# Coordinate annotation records
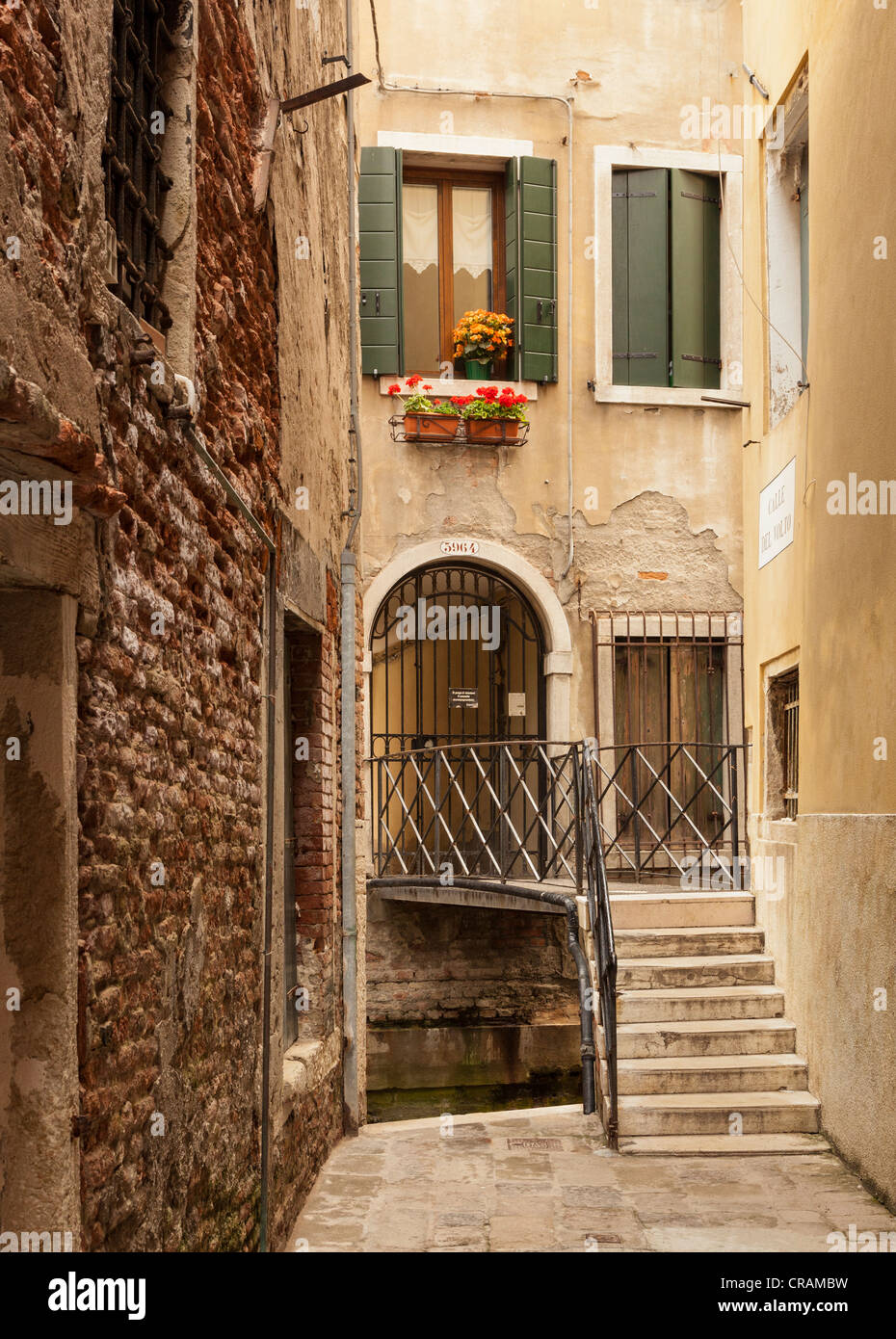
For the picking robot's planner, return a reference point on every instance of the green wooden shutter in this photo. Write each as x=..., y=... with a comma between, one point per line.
x=512, y=258
x=696, y=278
x=804, y=253
x=641, y=276
x=538, y=257
x=380, y=229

# PROBLEM DESCRIPTION
Replace "shutter" with "balcony door" throughout the listing above and leave everything else unchanged. Omit the pictures from your answer.

# SOLUTION TO THIS EXERCISE
For the picking robot's planner, return a reference point on every instance of the green wooden balcony door in this photo. Write each as x=..., y=... with a comma between, one point per line.
x=512, y=258
x=696, y=278
x=804, y=253
x=641, y=276
x=538, y=257
x=380, y=229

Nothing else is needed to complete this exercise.